◆ **What you need to do**
For the data below, report the number of lines that contain the string "black" and nothing else.

◆ **Material supplied**
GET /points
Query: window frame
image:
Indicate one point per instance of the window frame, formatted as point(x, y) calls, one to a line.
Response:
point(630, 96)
--
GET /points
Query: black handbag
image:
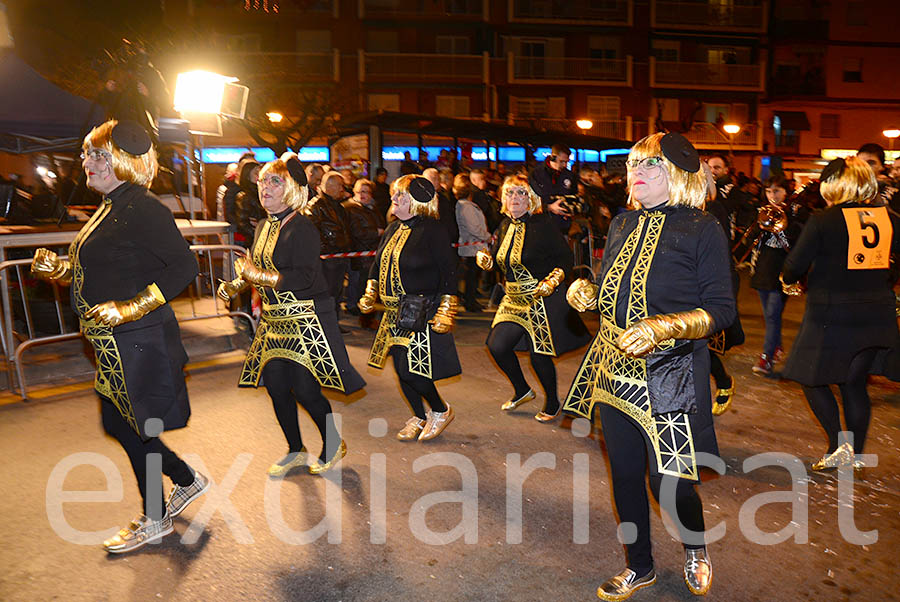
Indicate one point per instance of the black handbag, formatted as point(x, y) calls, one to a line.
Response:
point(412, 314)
---
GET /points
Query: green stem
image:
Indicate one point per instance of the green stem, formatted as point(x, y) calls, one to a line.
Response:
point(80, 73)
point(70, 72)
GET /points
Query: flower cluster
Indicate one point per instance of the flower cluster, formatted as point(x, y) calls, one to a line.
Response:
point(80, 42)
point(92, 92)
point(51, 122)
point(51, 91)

◆ **Solved problem**
2